* Data shown *
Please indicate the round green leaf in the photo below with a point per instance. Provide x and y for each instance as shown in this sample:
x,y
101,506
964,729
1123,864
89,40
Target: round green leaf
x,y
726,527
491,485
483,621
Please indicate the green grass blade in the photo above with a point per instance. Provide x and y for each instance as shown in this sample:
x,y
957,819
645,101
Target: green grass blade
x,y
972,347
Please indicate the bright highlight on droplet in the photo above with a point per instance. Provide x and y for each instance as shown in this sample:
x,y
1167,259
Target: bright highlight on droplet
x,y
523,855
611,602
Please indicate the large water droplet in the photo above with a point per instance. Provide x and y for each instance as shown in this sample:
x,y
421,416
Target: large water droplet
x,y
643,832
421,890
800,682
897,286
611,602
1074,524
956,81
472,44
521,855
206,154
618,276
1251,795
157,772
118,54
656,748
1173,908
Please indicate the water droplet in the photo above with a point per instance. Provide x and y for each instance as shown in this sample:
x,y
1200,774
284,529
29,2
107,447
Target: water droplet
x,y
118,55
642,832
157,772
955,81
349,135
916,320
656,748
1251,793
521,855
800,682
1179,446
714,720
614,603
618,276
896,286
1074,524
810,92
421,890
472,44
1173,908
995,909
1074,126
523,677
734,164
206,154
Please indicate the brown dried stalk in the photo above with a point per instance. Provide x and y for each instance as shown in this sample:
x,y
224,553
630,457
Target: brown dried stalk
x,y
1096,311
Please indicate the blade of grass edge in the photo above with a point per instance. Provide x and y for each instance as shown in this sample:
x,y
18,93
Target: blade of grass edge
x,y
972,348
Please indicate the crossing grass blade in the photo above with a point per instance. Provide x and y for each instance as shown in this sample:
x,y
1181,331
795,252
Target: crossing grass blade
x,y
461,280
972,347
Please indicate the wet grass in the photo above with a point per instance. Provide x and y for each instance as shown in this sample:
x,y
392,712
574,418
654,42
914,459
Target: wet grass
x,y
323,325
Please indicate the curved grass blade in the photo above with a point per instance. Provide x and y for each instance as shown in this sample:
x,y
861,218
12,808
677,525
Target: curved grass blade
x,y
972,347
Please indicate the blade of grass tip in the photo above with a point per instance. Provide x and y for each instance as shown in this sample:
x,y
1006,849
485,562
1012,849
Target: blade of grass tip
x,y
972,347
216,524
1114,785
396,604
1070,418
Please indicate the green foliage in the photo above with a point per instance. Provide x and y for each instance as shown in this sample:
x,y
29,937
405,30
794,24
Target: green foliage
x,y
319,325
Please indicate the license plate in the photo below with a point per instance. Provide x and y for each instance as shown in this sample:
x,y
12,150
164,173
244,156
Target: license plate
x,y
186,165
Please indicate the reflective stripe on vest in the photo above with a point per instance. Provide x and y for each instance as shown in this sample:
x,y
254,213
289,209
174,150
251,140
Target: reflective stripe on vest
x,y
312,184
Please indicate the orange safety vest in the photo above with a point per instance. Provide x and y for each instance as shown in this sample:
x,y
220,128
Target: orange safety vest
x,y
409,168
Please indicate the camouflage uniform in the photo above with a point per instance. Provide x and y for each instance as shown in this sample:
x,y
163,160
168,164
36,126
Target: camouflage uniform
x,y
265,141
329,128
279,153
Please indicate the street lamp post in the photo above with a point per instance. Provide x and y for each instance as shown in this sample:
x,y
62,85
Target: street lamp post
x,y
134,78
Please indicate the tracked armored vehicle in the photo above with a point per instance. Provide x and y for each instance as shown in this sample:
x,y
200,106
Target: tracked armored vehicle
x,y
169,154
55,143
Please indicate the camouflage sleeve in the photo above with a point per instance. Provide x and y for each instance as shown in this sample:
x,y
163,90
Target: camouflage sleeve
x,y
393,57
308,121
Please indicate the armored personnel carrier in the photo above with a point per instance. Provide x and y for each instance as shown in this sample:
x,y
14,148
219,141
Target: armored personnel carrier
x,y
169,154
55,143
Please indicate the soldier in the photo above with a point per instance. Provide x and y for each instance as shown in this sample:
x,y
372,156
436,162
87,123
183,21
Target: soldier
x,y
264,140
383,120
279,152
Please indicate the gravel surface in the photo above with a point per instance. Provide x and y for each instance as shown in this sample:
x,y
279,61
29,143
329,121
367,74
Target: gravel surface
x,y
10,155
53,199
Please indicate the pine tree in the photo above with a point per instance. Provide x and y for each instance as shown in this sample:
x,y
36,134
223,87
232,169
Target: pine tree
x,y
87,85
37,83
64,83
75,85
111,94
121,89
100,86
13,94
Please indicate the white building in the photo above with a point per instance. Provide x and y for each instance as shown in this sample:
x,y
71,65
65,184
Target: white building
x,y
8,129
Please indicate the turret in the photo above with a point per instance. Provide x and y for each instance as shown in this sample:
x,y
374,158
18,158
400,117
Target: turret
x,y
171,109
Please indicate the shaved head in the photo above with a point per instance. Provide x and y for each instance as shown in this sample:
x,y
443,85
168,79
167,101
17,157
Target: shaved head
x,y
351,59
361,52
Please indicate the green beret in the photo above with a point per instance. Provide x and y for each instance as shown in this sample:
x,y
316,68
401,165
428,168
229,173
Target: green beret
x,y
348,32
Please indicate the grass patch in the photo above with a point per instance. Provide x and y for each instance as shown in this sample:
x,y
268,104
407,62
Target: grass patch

* Short exercise *
Print exactly the lines above, starting at the line that contains "Please indicate the turret" and ending with the last line of the records, both included.

* Response to the exercise *
Please indicate the turret in the photo above with a point per instance. Provide x and y for each instance as shown in this sample:
x,y
374,158
18,158
400,117
Target: turret
x,y
171,109
Please indicate the shaved head in the photo above with a point per instance. Provide x and y for each instance as shown in this sample:
x,y
443,85
168,79
167,101
17,157
Target: shaved head
x,y
351,59
361,52
Please indicate the green beret in the photo above with a point per instance. Provide x and y for each instance as shown in this sample:
x,y
316,68
401,165
428,168
229,173
Target: green beret
x,y
348,32
Please indicate the grass patch in the photo above with a point per instance. Provide x and y for each instance as shown in this sample:
x,y
268,104
407,62
Target: grass patch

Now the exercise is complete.